§ Required action:
Every line of the data should be output word for word.

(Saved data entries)
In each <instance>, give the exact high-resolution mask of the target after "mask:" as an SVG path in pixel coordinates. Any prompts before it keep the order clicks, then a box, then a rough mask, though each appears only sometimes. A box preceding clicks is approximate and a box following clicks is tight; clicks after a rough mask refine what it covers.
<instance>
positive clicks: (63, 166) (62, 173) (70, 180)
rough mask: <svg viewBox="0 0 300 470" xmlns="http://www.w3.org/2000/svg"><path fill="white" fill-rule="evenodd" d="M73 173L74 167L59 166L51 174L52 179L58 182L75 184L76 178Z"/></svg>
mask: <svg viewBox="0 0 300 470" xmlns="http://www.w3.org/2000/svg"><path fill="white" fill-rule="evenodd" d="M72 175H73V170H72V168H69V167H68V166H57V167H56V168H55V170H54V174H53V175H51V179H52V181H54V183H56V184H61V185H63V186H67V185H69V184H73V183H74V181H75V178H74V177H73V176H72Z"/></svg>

§ Result of this exercise:
In each <instance>, give the exact high-resolution mask of the target after "mask:" as an SVG path in pixel coordinates. Any prompts before it keep the order clicks, then a box, then a rough mask, though each appears only sometimes. A box preceding clicks is approximate and a box following clicks is tight; clicks after a rough mask refine what it covers.
<instance>
positive clicks: (63, 166) (62, 173) (70, 180)
rough mask: <svg viewBox="0 0 300 470" xmlns="http://www.w3.org/2000/svg"><path fill="white" fill-rule="evenodd" d="M73 173L74 167L59 166L51 174L52 179L58 182L75 184L76 178Z"/></svg>
mask: <svg viewBox="0 0 300 470" xmlns="http://www.w3.org/2000/svg"><path fill="white" fill-rule="evenodd" d="M72 175H73V170H72V168H69V167H68V166H57V167H56V168H55V170H54V174H53V175H51V179H52V181H54V183H56V184H61V185H63V186H67V185H69V184H73V183H74V181H75V178H74V177H73V176H72Z"/></svg>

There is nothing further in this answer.